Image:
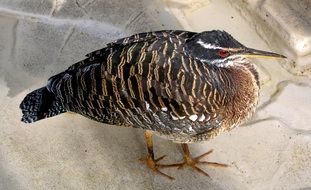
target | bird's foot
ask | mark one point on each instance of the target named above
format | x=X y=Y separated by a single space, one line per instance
x=193 y=162
x=154 y=166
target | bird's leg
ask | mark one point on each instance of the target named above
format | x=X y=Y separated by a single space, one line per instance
x=193 y=162
x=150 y=160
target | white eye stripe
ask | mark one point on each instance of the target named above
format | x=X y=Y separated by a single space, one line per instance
x=208 y=46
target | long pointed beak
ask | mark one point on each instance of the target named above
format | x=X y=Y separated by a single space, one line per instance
x=254 y=53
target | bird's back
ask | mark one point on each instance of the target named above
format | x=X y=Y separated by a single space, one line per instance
x=147 y=81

::::::

PROBLEM DETAILS: Rewrite every item above with "instance" swapped for "occurrence" and everything else kept the same. Leave out the pictures.

THE ANSWER:
Image:
target | bird's foot
ask | mark one point on each occurrence of the target named above
format | x=X y=Y separated by a single space, one line per occurrence
x=193 y=162
x=154 y=166
target | bird's leg
ask | mark one point on each occurrence of the target named above
format | x=X y=Y separated by a single space, one line per occurrence
x=193 y=162
x=150 y=160
target | white eye stripe
ask | mark one point on each occurrence of the target named above
format | x=X y=Y separated by a single space, one line per occurrence
x=208 y=46
target | long pointed beak
ask | mark one point on each occurrence of the target named above
format | x=X y=Y separated by a single space, one line per occurrence
x=254 y=53
target | bird's back
ask | mark one point on each occurrence of the target named above
format | x=X y=Y separated by a single space, one line per occurrence
x=147 y=81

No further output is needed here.